**PROBLEM DETAILS:**
Gather each line of the records where "captured" appears.

**Dataset entries:**
▶
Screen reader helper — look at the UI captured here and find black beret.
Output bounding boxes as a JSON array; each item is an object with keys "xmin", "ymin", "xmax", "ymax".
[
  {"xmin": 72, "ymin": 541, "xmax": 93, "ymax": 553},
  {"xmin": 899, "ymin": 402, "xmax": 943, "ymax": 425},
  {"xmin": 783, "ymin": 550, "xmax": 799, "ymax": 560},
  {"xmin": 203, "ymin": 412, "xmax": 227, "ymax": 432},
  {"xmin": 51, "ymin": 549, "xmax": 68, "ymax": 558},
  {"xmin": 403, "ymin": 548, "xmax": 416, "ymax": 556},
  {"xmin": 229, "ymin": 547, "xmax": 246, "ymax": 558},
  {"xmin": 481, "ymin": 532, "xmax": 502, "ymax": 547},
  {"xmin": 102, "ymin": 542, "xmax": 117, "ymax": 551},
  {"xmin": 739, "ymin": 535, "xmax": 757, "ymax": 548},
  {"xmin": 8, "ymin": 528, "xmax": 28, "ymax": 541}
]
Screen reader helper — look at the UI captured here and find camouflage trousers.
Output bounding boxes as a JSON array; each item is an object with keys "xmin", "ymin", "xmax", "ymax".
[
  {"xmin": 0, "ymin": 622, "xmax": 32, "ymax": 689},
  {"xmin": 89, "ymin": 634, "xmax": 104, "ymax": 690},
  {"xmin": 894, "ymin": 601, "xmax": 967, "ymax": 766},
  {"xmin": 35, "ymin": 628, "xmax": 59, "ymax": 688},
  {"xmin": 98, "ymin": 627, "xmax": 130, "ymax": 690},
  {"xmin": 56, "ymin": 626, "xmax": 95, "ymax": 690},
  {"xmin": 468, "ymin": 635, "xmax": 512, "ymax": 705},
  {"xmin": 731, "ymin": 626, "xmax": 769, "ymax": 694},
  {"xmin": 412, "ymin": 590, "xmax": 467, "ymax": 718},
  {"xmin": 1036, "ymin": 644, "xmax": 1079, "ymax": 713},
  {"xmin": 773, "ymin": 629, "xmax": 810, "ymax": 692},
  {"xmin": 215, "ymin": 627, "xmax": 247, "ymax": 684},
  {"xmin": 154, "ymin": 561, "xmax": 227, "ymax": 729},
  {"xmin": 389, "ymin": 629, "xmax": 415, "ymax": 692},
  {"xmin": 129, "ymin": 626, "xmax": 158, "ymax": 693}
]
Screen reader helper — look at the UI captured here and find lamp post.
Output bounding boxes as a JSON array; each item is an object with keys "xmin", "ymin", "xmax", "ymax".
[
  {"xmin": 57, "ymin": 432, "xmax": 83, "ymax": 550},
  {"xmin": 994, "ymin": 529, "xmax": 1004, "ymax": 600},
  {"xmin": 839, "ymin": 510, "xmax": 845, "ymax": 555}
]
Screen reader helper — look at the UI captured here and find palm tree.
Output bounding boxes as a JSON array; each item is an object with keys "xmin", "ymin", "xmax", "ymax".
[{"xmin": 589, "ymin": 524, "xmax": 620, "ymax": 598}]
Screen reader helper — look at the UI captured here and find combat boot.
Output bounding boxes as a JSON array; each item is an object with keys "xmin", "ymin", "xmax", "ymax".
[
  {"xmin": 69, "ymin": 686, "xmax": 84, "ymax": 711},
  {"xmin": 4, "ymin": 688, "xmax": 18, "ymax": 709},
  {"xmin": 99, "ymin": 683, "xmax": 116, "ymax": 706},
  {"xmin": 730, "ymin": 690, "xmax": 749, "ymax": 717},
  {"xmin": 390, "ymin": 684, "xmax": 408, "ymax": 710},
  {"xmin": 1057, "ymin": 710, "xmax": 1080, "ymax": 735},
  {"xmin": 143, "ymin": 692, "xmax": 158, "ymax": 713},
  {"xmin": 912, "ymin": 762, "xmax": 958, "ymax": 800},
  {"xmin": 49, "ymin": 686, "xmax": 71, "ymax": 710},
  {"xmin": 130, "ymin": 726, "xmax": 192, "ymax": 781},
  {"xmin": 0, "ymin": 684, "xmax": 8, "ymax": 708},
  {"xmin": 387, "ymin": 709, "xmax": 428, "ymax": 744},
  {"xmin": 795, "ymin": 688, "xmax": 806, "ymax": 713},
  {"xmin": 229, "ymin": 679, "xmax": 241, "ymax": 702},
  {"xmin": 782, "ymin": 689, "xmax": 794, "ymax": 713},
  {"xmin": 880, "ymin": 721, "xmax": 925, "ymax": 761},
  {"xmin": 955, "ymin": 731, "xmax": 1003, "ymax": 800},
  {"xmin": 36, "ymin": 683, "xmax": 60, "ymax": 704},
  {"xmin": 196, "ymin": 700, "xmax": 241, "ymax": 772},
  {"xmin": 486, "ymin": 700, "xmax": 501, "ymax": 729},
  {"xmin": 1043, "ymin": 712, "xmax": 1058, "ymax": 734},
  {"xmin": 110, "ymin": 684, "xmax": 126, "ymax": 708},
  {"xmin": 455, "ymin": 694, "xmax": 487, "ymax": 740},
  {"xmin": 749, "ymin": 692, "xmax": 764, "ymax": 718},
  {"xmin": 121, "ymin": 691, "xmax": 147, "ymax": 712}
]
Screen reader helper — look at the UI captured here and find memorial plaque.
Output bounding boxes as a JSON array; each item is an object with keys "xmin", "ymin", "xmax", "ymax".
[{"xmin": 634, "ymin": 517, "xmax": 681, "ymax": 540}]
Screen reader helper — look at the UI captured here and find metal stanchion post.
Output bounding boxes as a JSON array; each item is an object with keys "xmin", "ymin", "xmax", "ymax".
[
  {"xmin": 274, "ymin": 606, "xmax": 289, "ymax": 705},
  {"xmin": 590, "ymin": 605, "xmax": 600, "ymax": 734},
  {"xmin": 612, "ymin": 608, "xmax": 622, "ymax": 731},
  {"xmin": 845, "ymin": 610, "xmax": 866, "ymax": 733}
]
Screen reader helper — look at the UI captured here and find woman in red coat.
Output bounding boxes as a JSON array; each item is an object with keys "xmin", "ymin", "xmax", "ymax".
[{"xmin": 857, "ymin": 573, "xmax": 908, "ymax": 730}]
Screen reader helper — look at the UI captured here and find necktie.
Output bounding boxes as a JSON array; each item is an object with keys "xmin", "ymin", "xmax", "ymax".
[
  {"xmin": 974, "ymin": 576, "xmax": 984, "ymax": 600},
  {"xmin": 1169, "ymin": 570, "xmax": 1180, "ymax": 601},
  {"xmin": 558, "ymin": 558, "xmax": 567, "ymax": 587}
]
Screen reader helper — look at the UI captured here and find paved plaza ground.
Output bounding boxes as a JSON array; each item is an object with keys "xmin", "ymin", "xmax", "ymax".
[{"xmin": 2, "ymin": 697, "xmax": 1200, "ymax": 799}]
◀
**YOUR RESPONSE:**
Screen reader helper — look at the UI captured here and find black beret.
Screen reader helper — look at the UI captured here and find camouflage trousers.
Screen reader helper — look at the UI captured here and find lamp post.
Screen reader helper — look at the UI captured here and find palm tree.
Screen reader helper — look at the UI captured here and find combat boot.
Screen reader helper — look at the UI captured here and find memorial plaque.
Screen reader helper — look at the UI captured here and find metal stanchion post.
Screen reader helper — look at the UI captured here and find woman in red coat.
Screen reader helper — look at the UI captured here and find necktie.
Screen reader helper — look at the UI captured here and find paved plaza ground.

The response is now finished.